**Given problem**: From the records below, copy every line that contains the string "pole".

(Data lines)
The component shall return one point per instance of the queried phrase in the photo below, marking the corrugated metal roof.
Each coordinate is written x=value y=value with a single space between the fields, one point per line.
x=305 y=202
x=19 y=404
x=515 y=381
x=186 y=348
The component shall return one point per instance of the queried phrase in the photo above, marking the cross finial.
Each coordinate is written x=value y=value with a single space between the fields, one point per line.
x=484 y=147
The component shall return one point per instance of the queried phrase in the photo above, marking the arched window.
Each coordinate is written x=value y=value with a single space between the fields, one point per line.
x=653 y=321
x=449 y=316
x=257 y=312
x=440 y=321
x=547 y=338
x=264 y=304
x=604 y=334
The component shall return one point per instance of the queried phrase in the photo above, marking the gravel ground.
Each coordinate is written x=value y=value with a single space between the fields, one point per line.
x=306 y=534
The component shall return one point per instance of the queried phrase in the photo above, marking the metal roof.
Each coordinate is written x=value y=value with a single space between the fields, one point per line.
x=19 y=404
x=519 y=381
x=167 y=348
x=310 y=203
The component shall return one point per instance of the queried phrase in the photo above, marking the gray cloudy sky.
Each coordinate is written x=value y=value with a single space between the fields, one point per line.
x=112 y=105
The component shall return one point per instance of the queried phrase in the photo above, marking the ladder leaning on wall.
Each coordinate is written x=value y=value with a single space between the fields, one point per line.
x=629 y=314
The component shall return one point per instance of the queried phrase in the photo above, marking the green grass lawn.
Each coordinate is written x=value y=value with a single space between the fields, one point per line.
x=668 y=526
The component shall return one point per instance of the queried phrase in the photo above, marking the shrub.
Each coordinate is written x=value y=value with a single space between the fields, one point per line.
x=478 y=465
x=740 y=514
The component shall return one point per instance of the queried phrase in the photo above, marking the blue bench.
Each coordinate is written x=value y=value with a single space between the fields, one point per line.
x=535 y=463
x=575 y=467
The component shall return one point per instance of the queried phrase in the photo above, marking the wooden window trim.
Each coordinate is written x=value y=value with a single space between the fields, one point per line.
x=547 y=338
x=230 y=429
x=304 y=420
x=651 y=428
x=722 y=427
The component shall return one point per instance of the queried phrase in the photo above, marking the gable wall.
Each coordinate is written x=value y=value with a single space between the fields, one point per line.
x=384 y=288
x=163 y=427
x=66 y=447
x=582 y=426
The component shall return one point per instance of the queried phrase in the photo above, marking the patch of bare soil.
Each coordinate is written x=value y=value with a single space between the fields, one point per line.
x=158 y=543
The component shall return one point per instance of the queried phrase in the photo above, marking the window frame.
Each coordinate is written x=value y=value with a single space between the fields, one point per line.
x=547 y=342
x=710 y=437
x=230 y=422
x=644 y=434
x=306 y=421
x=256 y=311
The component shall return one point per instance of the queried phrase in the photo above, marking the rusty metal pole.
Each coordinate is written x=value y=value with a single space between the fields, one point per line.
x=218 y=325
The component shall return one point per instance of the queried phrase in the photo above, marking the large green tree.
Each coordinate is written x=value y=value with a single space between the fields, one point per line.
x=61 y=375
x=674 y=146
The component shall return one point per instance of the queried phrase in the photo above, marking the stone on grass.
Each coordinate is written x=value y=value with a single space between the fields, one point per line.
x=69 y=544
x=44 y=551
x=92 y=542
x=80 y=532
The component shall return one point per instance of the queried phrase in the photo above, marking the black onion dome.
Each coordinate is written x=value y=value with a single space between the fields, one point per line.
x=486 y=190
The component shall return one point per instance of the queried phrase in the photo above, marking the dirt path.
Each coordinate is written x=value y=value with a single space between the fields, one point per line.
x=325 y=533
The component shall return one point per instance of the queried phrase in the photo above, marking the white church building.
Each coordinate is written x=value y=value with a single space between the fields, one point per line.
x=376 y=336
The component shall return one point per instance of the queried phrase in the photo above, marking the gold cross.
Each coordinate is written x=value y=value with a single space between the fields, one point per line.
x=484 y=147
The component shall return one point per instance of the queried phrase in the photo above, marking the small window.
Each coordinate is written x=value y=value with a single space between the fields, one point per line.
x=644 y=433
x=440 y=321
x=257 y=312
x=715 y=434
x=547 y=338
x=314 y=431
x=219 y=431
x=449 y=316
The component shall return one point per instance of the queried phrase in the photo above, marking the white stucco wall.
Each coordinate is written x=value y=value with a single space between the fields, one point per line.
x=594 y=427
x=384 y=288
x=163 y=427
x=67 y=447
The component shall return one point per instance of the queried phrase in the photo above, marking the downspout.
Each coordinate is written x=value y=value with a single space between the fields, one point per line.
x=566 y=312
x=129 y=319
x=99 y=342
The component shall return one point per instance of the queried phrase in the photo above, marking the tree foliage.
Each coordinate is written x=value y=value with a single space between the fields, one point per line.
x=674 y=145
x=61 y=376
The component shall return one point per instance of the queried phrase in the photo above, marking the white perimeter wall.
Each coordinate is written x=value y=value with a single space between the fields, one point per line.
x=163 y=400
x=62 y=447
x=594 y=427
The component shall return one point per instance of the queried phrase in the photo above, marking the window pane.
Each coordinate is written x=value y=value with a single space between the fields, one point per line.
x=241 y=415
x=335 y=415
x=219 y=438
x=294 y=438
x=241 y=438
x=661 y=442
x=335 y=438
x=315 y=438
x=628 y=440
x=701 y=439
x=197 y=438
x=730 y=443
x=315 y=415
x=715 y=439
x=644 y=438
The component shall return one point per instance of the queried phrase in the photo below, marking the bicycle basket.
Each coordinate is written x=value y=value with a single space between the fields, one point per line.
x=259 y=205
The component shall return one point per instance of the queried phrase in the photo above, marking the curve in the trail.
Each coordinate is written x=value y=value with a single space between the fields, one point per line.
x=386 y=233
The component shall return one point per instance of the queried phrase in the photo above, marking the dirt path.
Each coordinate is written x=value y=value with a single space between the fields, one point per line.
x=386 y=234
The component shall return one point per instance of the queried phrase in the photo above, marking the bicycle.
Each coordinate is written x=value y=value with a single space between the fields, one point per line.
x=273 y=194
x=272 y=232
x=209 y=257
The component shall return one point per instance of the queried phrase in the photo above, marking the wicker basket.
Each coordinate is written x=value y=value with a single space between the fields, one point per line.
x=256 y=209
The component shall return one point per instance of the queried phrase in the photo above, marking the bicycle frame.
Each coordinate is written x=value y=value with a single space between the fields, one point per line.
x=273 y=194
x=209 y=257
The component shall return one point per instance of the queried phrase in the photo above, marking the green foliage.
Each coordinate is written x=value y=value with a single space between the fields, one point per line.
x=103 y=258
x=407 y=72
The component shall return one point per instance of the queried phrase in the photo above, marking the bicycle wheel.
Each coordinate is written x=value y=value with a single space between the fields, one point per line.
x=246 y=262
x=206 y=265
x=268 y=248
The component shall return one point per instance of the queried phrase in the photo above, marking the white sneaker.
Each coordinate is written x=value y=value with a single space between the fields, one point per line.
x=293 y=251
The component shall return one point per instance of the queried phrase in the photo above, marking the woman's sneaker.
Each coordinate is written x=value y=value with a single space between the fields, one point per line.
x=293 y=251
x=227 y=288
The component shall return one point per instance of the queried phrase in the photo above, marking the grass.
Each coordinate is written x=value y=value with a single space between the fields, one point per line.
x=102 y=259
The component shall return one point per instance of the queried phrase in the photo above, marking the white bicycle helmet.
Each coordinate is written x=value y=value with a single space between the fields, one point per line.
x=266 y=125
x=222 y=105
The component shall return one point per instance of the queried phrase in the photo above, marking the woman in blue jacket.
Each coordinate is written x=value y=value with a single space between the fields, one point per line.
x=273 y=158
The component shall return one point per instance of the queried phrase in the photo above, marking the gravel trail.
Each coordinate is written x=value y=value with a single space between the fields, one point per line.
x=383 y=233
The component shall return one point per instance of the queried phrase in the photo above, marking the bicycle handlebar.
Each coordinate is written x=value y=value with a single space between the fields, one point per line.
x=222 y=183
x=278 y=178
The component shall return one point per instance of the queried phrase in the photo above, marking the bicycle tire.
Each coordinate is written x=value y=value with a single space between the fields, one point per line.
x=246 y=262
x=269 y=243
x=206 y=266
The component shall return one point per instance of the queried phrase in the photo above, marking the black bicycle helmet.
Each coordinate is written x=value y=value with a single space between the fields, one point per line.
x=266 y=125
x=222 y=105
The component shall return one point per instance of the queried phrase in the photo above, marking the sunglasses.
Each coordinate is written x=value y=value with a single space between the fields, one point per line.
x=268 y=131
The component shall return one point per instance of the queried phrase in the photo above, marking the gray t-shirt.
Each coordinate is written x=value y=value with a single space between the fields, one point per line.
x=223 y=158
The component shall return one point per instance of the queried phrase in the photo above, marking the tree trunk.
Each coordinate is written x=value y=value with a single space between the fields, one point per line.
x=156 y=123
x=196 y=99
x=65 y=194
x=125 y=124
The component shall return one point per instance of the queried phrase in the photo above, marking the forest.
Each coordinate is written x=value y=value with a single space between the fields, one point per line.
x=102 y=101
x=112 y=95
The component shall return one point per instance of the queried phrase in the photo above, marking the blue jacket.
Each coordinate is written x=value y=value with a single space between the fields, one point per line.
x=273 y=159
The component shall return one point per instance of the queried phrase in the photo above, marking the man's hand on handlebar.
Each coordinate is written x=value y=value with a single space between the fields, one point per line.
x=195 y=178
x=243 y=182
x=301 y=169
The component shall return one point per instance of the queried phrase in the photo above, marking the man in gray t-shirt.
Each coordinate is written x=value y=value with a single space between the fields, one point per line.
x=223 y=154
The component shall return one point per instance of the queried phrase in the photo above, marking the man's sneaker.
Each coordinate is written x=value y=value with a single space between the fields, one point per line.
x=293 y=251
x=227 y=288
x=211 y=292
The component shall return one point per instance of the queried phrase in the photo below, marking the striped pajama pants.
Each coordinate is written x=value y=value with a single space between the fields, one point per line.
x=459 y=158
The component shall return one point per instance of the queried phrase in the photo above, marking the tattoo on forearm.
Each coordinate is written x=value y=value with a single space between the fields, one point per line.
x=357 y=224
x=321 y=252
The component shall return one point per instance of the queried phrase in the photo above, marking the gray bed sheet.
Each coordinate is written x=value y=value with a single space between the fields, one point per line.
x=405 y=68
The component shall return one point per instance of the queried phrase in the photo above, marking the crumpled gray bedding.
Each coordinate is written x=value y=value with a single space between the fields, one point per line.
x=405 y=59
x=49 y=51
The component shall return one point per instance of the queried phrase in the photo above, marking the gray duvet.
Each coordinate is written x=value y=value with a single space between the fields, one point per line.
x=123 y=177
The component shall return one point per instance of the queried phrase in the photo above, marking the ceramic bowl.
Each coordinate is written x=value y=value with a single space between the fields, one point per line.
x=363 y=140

---

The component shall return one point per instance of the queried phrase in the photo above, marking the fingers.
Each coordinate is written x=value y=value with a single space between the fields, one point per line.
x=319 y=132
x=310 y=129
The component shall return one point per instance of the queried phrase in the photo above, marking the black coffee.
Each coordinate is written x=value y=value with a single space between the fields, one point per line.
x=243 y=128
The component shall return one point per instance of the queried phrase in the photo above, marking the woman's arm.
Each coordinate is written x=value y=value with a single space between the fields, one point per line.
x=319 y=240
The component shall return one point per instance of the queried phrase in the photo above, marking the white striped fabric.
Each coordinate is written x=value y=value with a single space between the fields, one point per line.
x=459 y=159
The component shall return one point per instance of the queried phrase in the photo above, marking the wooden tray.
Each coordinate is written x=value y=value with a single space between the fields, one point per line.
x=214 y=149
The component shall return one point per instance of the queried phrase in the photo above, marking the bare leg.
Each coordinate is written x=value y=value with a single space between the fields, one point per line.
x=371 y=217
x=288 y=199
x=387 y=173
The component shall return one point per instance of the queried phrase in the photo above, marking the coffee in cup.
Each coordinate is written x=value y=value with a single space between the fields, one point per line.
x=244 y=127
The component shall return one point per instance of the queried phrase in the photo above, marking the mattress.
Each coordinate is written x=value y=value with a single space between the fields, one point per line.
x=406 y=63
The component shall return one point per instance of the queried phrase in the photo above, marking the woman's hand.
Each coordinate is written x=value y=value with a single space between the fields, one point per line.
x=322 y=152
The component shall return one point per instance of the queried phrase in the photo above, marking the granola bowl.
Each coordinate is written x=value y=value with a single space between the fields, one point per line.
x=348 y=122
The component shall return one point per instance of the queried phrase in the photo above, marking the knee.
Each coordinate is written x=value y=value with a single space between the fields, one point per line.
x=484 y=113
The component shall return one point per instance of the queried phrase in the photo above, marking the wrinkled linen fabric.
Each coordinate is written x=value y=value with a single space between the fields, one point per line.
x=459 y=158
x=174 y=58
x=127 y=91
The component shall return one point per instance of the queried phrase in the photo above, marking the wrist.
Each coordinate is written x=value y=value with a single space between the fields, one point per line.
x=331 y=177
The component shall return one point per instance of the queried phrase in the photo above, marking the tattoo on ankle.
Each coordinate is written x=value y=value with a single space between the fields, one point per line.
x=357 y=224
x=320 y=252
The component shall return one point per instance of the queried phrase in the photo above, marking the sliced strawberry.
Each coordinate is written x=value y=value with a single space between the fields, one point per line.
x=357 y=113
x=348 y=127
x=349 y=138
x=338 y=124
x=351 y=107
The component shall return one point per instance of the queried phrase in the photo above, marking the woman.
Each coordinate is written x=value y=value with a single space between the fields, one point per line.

* * *

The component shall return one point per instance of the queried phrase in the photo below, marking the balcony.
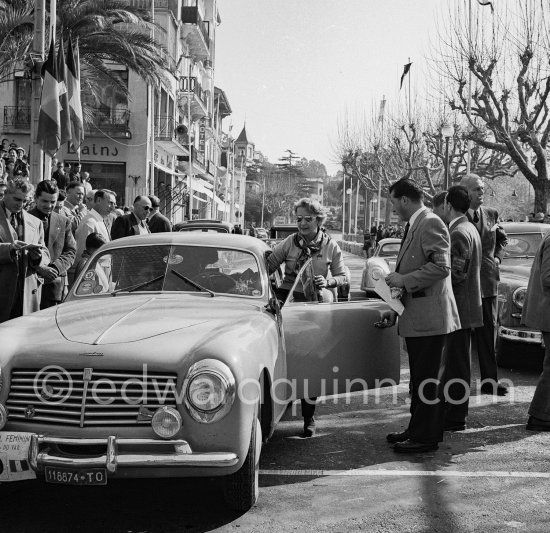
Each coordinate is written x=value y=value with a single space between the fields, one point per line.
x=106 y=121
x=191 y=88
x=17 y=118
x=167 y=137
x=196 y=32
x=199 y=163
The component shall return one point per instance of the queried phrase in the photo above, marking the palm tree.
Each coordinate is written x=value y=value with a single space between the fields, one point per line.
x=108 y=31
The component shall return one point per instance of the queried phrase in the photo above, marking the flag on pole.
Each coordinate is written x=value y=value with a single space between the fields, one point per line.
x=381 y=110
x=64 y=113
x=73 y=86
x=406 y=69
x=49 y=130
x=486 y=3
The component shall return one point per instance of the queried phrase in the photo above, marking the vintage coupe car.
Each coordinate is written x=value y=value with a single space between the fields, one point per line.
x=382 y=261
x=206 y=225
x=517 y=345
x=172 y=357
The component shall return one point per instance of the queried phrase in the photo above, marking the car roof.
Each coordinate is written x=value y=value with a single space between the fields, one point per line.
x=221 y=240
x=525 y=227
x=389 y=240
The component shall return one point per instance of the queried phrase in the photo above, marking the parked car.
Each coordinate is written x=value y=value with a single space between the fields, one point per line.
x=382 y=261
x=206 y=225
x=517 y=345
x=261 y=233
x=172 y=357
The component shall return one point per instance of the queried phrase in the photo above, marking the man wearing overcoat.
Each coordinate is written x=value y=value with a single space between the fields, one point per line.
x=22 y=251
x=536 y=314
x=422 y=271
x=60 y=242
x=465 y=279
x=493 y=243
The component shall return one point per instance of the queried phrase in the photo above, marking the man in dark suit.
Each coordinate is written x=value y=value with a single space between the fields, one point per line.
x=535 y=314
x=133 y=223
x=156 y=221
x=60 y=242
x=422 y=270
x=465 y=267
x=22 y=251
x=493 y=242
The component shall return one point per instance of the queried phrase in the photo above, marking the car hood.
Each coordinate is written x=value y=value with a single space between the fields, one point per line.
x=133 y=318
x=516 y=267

**Answer to the exercise**:
The component shall return one point per instance of the queried phrase in the photo above, marking the rusty metal pole.
The component shall return one point per instance of the queried phrase in the photo above, marking the flag on pole.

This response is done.